• WHAT YOU ARE ASKED TO DO: Output the lines of the entries below beginning at the one with "Find the nose" and ending with the last, exactly as written and without pictures.

• Point labeling examples:

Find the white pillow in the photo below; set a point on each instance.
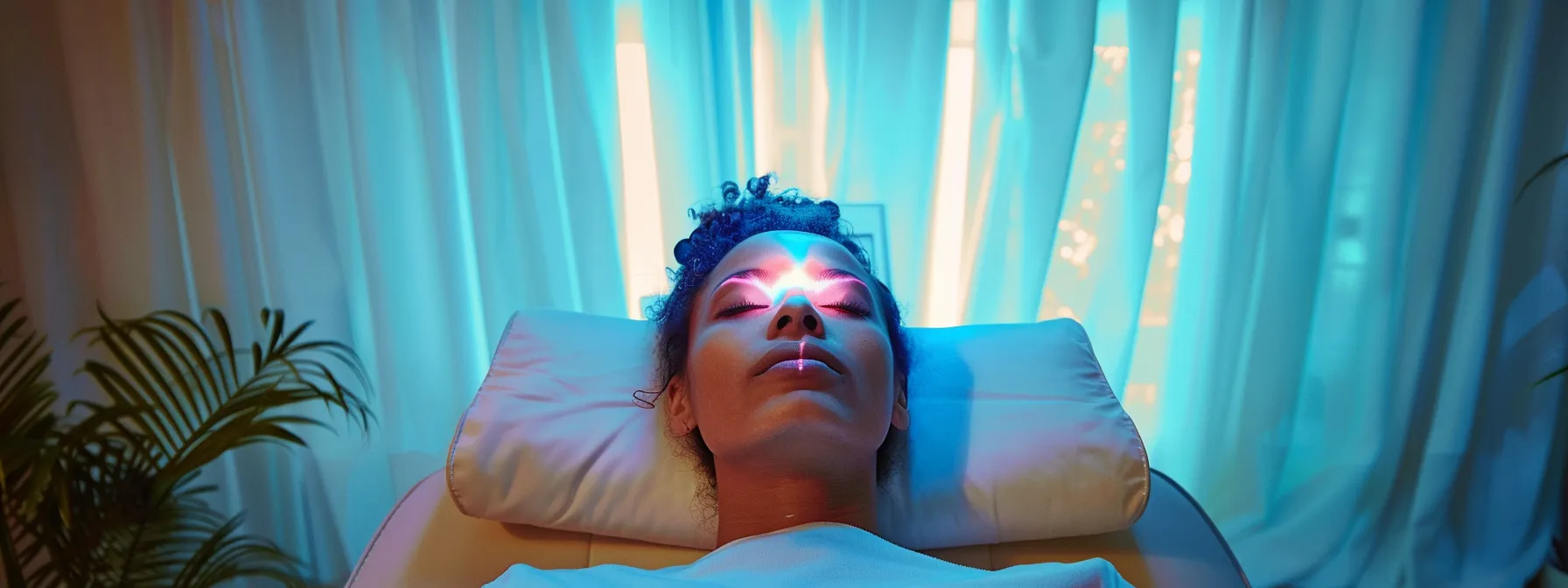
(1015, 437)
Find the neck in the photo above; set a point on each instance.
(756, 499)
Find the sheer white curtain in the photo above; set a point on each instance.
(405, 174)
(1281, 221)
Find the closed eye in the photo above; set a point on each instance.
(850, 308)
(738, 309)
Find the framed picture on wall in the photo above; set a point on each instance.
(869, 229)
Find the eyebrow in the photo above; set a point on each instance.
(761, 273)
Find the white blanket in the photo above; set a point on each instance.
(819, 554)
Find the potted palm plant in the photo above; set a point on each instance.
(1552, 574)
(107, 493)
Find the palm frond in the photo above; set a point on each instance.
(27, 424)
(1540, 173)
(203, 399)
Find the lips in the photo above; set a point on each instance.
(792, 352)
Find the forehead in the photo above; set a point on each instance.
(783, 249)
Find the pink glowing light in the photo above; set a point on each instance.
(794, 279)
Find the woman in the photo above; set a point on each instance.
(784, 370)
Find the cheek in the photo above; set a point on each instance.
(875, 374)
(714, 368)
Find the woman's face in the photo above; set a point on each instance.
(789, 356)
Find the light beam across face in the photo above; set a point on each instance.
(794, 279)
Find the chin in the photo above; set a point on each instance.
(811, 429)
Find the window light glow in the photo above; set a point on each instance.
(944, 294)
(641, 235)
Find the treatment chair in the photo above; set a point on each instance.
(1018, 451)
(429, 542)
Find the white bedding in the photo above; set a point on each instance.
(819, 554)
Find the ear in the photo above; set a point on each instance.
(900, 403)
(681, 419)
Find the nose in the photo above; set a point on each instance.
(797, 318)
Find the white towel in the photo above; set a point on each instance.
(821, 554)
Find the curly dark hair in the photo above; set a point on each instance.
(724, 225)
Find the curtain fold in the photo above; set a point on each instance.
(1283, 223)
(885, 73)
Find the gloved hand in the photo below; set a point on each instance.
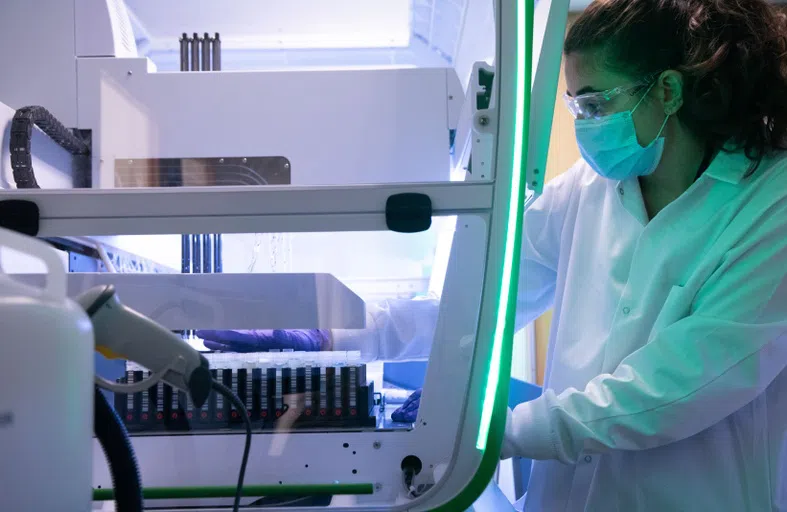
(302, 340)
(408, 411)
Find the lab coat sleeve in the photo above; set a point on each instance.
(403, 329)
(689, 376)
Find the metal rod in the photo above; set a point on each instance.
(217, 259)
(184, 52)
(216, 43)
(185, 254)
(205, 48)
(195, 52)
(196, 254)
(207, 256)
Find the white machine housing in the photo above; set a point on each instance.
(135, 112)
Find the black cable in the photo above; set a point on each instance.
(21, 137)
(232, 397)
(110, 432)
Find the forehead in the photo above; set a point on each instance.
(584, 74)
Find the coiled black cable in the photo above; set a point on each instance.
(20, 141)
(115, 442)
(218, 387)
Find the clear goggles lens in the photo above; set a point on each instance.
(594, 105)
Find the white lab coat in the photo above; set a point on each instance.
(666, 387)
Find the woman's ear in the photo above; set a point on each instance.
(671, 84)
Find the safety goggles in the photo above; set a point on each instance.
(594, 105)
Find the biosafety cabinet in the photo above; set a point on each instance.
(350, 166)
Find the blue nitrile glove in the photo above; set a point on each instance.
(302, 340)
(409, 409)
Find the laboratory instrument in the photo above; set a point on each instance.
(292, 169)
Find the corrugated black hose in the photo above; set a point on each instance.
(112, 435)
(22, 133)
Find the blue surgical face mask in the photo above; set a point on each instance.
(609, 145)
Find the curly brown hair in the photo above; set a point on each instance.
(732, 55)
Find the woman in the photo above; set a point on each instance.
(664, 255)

• ANSWER FOR THE TASK:
Find the nose in the photo above; set a point on each instance.
(797, 318)
Find the white towel in the photo above; set a point on each instance.
(821, 554)
Find the curly dark hair in the photo above; set a point on each instance.
(724, 225)
Find the curtain fold in the photo above; set a point on each instance.
(1283, 223)
(885, 73)
Find the gloved hand in the photo below; set a point on each instance.
(302, 340)
(408, 411)
Find the lab coat sleeve in the photo above; set a point on each instance.
(403, 329)
(689, 376)
Find the metal rod in the photo above; set a point on each instance.
(217, 259)
(184, 52)
(216, 43)
(185, 254)
(205, 48)
(195, 52)
(196, 254)
(207, 256)
Find the white machine housing in the photo above; set a point on each instance.
(135, 112)
Find the black cable in the photo above; set a point on each instance.
(21, 137)
(232, 397)
(110, 432)
Find the forehead in the photo above; set a point on each instance.
(584, 74)
Find the coiled black cable in the photo above; set a point on each instance.
(20, 141)
(115, 442)
(218, 387)
Find the clear goggles lens in the photo above; set a point on each instance.
(594, 105)
Find the white lab coat in the photo above; set a point on each instance.
(666, 387)
Find the woman's ear in the photo above; set a point on each instance.
(671, 84)
Find the safety goggles in the photo above; set a point on each instance.
(594, 105)
Find the biosafety cabinet in the photo above; set a point on each instance.
(350, 166)
Find the blue nitrile glove in the photo above; set a point on each instance.
(302, 340)
(409, 409)
Find the laboratory instrument in the photo above; set a point on each instance.
(292, 169)
Find the corrugated black hose in the photo above; set a point on each instance.
(112, 435)
(22, 133)
Find the blue surgical face mask in the photo above; set a point on each instance.
(609, 145)
Find the curly brown hair in the photo above; set a point on each instance.
(732, 55)
Find the woman in the photo above; set a point on each instance.
(664, 255)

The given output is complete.